> 読解の応用
[A] 看護師の人手不足についての文書のうち、「少子高齢化に伴い、医療・介護」から「対策を講じることが重要です。」までをすべて、「人手不足」を「人材不足」に置き換えて書き直せ。
[B] 看護師の人手不足についての文書の目次に並ぶ項目をすべて挙げよ。

看護師の人手不足の現状・原因と解消に向けた5つの対策

看護師の人手不足の現状・原因と解消に向けた5つの対策

※2019年2月18日公開の記事に修正を加えています。


少子高齢化に伴い、医療・介護需要の高まりが予想されるなか、看護師の人手不足が社会問題となっています。

また、2019年頃から新型コロナウイルス感染症(以下、コロナ)の患者への対応も必要となったことで、人手不足が医療提供体制の逼迫につながっているケースもあります。

看護師の人手不足が顕在化している医療機関・介護施設においては、現状や原因を把握したうえで、適切な対策を講じることが重要です。

この記事では、看護師の人手不足の現状と考えられる原因、人手不足解消に向けた対策を解説します。


目次[非表示]

  1. 看護師の人手不足の現状
  2. 看護師の人手不足が起こる原因
  3. 人手不足解消に向けた5つの対策
  4. まとめ


看護師の人手不足の現状

2020年末時点における看護師の就業者数は1,280,911人となっており、2010年以降増加傾向にあります。


▼看護師・准看護師の就業者数の推移

看護師・准看護師の就業者数の推移

厚生労働省『令和2年衛生行政報告例(就業医療関係者)の概況』を基に作成


看護師の総数は増加していますが、医療機関に配置する必要のある看護師の人数を満たしていない病院も見られます。


▼医療機関の充足・未充足状況(

医療機関の充足・未充足状況

画像引用元:厚生労働省『令和2年版 厚生労働白書 資料編


データを見ると、医師数は法定人数を満たしているが、看護師数は満たせていない医療機関が一定数あることが分かります。

> データセット記録

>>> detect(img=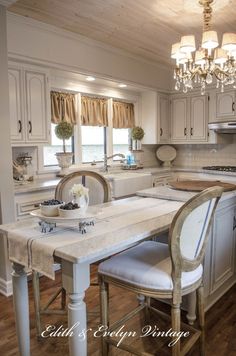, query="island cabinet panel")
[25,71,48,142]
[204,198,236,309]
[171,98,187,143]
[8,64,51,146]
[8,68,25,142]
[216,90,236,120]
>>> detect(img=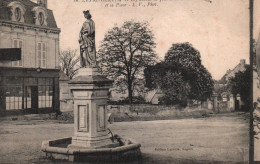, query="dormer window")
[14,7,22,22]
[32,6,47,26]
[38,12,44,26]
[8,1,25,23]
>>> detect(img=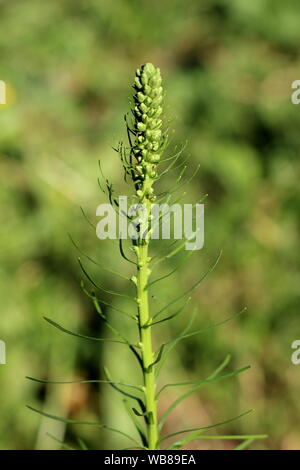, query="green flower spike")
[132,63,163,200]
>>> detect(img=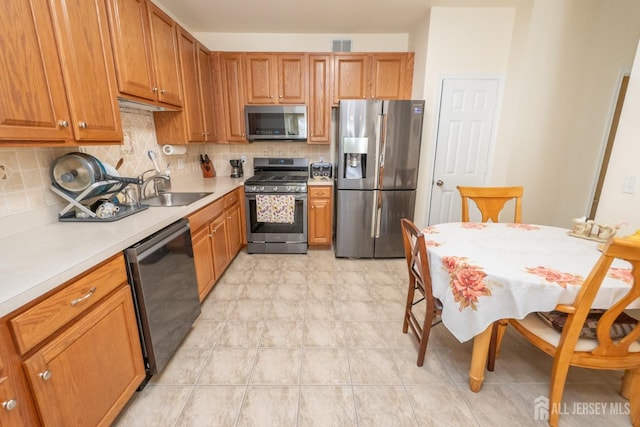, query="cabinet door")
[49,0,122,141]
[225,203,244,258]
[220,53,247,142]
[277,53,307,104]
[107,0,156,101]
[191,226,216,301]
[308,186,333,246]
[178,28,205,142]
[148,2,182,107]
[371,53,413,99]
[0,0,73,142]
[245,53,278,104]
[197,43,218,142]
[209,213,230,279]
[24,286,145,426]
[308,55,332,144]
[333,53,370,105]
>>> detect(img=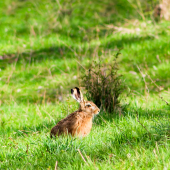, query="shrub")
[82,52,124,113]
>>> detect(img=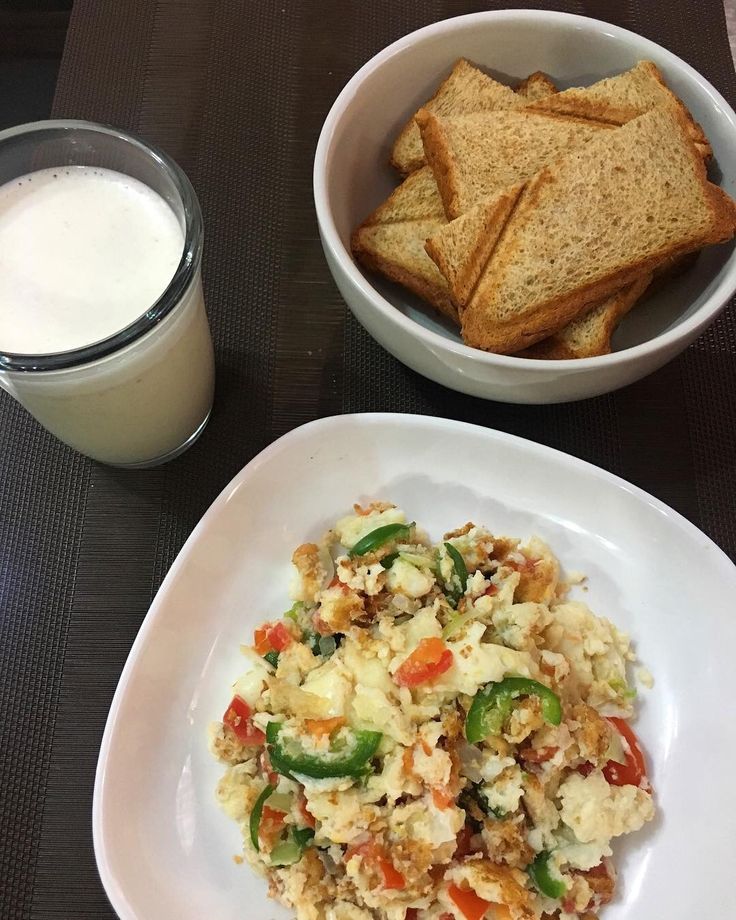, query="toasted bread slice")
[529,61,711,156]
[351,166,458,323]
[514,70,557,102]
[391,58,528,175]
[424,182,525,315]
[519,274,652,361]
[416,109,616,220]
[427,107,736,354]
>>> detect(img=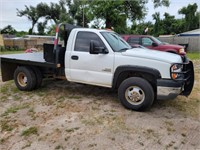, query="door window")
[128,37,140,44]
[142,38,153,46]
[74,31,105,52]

> 各項目の解答
[A]
少子高齢化に伴い、医療・介護需要の高まりが予想されるなか、看護師の人材不足が社会問題となっています。

また、2019年頃から新型コロナウイルス感染症(以下、コロナ)の患者への対応も必要となったことで、人材不足が医療提供体制の逼迫につながっているケースもあります。

看護師の人材不足が顕在化している医療機関・介護施設においては、現状や原因を把握したうえで、適切な対策を講じることが重要です。

[B]
1. 看護師の人手不足の現状
2. 看護師の人手不足が起こる原因
3. 人手不足解消に向けた5つの対策
4. まとめ